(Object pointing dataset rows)
»»

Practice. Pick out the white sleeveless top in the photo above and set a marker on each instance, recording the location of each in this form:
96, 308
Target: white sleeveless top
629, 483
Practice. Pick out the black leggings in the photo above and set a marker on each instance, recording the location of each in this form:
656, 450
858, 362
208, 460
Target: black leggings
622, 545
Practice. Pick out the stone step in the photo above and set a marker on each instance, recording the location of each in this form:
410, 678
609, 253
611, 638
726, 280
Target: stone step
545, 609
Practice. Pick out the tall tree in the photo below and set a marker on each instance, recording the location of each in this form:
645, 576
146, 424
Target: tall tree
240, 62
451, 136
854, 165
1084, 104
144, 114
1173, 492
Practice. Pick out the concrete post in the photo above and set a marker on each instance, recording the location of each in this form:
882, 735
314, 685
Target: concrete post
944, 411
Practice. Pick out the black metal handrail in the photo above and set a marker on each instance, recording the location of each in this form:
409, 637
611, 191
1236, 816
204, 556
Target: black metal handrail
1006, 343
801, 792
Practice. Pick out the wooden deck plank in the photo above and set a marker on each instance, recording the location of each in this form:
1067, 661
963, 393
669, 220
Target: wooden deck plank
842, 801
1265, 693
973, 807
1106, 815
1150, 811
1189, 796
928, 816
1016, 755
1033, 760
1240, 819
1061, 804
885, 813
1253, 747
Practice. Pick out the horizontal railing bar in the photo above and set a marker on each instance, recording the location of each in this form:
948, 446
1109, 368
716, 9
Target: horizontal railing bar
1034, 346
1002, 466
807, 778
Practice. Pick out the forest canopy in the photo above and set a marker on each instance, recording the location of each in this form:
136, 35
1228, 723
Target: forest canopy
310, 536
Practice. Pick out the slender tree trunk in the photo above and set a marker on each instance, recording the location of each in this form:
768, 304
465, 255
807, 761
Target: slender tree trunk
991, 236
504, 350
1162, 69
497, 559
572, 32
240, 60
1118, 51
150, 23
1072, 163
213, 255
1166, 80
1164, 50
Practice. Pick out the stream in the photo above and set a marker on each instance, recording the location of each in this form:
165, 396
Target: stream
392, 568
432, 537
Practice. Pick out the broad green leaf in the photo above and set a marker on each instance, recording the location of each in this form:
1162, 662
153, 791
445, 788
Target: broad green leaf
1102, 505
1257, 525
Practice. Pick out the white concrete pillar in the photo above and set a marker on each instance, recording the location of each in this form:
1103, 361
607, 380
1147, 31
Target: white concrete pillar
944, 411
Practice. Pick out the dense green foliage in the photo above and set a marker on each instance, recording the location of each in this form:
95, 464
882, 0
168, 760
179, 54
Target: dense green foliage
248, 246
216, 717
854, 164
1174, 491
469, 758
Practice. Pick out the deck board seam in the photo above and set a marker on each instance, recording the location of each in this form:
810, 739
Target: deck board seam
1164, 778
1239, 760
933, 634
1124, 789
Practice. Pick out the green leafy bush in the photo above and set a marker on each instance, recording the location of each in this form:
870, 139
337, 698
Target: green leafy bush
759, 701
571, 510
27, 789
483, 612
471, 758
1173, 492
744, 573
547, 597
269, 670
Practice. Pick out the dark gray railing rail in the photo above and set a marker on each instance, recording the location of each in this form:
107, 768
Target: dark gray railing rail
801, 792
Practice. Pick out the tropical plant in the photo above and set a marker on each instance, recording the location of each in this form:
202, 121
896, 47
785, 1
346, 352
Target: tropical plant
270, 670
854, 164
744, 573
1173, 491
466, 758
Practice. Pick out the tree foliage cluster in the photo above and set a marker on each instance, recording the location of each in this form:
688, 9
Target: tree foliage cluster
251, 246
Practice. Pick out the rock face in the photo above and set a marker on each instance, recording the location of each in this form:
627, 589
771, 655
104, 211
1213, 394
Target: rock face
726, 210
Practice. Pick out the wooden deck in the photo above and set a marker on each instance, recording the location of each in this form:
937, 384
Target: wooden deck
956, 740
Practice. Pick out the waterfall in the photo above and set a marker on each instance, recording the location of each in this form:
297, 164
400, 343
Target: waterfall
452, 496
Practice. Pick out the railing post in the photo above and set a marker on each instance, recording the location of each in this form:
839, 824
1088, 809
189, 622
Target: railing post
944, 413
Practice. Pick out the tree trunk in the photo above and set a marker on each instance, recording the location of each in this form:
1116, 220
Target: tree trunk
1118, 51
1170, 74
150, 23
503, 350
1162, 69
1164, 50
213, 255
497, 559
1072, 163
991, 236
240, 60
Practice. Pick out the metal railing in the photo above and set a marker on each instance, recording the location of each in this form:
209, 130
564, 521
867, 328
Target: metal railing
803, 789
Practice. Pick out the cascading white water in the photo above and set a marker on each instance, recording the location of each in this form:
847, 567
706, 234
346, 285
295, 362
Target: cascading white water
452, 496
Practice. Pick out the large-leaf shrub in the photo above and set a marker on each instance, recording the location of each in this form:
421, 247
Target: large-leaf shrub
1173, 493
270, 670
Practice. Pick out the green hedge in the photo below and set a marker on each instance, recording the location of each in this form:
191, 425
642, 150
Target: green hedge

««

Work to complete: Output the line that contains "Practice. Pick out the metal", followed by every later line in the listing, with no line omitted and none added.

Correct answer:
Practice. Pick out the metal railing in the photo above and set a marker on each instance, recording the location of each in this form:
209, 130
564, 521
867, 328
Target: metal railing
803, 789
Practice. Pick out the cascading white water in the photo above and set a marker on each instance, recording the location of each in this form:
847, 567
706, 234
346, 285
295, 362
Target: cascading white water
452, 496
Practice. Pick out the large-leaf shrub in the photo above and set a marker on each instance, recording the location of each in this form:
421, 247
Target: large-leaf shrub
1173, 493
270, 670
Practice. Pick out the green hedge in the photo below and set a marker on each instance, recording the location of each in this form:
191, 425
642, 150
Target: green hedge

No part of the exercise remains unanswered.